## [What you are asked to do]
Repeat, exactly and with no pictures, the lines that run from the beginning of the entries through the line containing "# point at: palm frond".

## [Supplied data]
========================================================================

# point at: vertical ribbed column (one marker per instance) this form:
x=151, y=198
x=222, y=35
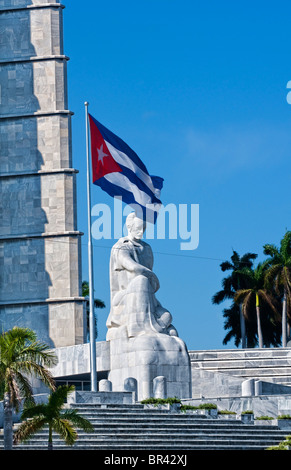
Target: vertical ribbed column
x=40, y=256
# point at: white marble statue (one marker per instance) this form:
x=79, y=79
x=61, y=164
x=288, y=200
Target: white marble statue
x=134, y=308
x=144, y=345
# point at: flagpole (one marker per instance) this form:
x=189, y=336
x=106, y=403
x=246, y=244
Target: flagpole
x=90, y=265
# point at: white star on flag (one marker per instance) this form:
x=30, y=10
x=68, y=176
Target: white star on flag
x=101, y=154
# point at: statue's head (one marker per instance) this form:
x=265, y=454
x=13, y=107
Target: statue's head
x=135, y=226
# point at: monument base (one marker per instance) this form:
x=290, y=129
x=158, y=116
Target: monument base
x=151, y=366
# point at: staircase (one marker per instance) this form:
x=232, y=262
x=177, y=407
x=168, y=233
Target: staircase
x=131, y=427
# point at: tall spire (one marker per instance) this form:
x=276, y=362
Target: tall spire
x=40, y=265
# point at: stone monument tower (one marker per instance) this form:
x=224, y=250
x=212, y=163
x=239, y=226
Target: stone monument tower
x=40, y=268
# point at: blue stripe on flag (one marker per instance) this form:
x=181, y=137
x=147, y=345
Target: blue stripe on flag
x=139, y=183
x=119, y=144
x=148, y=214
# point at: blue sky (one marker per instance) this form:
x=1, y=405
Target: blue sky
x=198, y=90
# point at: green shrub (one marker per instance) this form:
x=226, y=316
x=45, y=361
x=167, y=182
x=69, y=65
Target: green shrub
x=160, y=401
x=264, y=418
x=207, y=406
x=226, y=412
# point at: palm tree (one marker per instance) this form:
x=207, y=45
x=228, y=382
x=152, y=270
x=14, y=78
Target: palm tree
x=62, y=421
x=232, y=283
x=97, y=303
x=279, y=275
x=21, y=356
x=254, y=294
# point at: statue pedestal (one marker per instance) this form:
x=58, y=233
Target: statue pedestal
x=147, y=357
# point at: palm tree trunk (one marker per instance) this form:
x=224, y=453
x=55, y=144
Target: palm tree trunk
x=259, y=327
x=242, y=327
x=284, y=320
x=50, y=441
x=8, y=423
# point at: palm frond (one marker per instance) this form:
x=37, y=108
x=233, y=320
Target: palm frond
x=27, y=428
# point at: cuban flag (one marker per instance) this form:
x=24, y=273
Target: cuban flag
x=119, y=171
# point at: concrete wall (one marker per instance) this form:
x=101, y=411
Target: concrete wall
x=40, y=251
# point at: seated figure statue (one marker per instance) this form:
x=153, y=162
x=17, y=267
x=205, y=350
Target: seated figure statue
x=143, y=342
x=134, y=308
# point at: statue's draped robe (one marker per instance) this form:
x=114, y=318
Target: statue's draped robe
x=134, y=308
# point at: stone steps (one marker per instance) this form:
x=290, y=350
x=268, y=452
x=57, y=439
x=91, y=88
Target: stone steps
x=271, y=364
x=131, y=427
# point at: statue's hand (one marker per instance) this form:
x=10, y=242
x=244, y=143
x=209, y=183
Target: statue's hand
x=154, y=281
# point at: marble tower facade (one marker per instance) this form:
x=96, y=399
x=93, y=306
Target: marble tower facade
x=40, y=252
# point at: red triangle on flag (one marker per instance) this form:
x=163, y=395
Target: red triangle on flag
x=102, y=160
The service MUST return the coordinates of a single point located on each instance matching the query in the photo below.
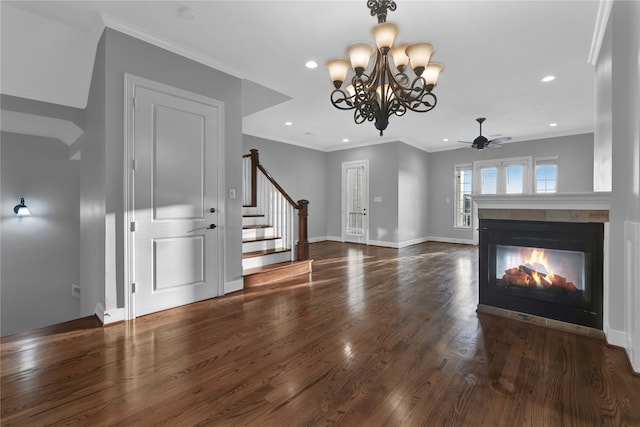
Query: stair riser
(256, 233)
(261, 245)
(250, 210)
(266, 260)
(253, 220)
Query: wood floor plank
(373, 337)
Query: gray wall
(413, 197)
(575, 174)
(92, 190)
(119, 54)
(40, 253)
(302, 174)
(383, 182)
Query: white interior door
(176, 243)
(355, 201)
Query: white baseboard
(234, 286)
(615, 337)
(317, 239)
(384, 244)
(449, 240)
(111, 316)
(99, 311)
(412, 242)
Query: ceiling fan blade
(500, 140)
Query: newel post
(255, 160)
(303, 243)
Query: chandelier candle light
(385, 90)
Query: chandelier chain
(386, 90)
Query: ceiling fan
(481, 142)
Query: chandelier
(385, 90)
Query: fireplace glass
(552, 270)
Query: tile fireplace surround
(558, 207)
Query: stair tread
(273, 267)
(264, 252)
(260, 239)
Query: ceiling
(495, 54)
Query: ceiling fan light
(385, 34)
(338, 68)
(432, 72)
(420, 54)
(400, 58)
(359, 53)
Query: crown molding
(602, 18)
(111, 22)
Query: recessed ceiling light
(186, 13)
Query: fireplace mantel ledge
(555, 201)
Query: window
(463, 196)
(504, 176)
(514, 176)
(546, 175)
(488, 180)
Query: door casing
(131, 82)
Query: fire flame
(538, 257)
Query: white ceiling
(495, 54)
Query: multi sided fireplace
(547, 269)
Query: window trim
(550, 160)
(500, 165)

========================================================================

## [Answer for the task]
# point at: vertical ribbed column (one marker per instance) this form:
x=151, y=198
x=222, y=35
Target: vertical ribbed column
x=40, y=256
# point at: white marble statue (one marker per instance) this form:
x=79, y=79
x=61, y=164
x=288, y=200
Target: white marble statue
x=134, y=308
x=144, y=345
# point at: flagpole (one marker per instance) this form:
x=189, y=336
x=106, y=403
x=246, y=244
Target: flagpole
x=90, y=265
# point at: white star on flag (one marker per instance) this form:
x=30, y=10
x=68, y=176
Target: white star on flag
x=101, y=154
# point at: statue's head (one marker per instance) this form:
x=265, y=454
x=13, y=107
Target: statue's head
x=135, y=226
# point at: monument base (one marker per instance) this form:
x=290, y=129
x=158, y=116
Target: monument base
x=151, y=366
# point at: staircase (one marker per instance) this form:
x=232, y=262
x=177, y=407
x=168, y=233
Target: staircase
x=131, y=427
# point at: tall spire (one marker per instance) this form:
x=276, y=362
Target: tall spire
x=40, y=265
# point at: stone monument tower (one marker per instance) this form:
x=224, y=250
x=212, y=163
x=239, y=226
Target: stone monument tower
x=40, y=268
# point at: blue stripe on flag (one marker per instance) this form:
x=181, y=137
x=147, y=345
Target: blue stripe on flag
x=139, y=183
x=119, y=144
x=148, y=214
# point at: blue sky (one marker per instance) this form:
x=1, y=405
Target: blue sky
x=198, y=90
# point at: green shrub (one marker per instance) this form:
x=226, y=316
x=45, y=361
x=167, y=182
x=69, y=65
Target: green shrub
x=160, y=401
x=264, y=418
x=207, y=406
x=226, y=412
# point at: palm tree (one marker per instance) this form:
x=207, y=45
x=228, y=382
x=152, y=270
x=14, y=78
Target: palm tree
x=62, y=421
x=232, y=283
x=97, y=303
x=279, y=275
x=21, y=356
x=254, y=294
# point at: statue pedestal (one marker per instance) this form:
x=58, y=233
Target: statue pedestal
x=147, y=357
# point at: palm tree trunk (one marker per instance) this form:
x=224, y=453
x=55, y=144
Target: palm tree trunk
x=259, y=327
x=242, y=327
x=284, y=320
x=50, y=441
x=8, y=423
# point at: palm frond (one marker per instance) this form:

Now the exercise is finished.